:: Exercise goal ::
Count the lines in the items below that contain the word "whole", treating uppercase and lowercase as different, and reply with that number alone.

Segmentation data
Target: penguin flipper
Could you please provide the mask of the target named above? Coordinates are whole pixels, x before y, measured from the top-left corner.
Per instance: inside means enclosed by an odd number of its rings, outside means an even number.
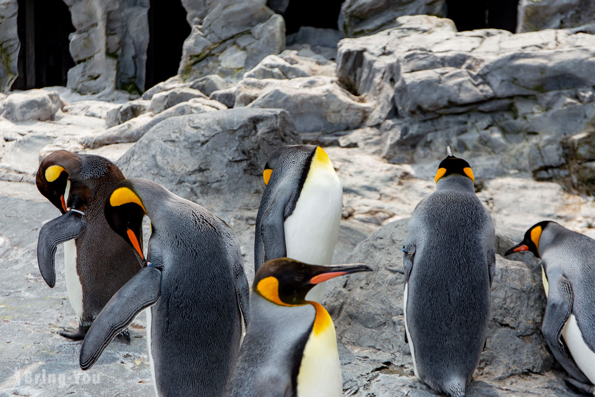
[[[84,337],[79,359],[81,369],[90,368],[112,339],[128,326],[134,316],[157,301],[161,287],[161,271],[146,266],[114,294]]]
[[[78,212],[68,211],[49,221],[39,230],[37,265],[42,277],[50,288],[56,284],[56,246],[79,237],[86,227],[87,221],[84,217]]]
[[[568,349],[560,340],[562,332],[572,308],[572,290],[570,282],[563,276],[553,282],[550,277],[547,305],[543,317],[541,333],[556,360],[577,380],[589,383],[588,379],[577,366]]]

:: Written response ::
1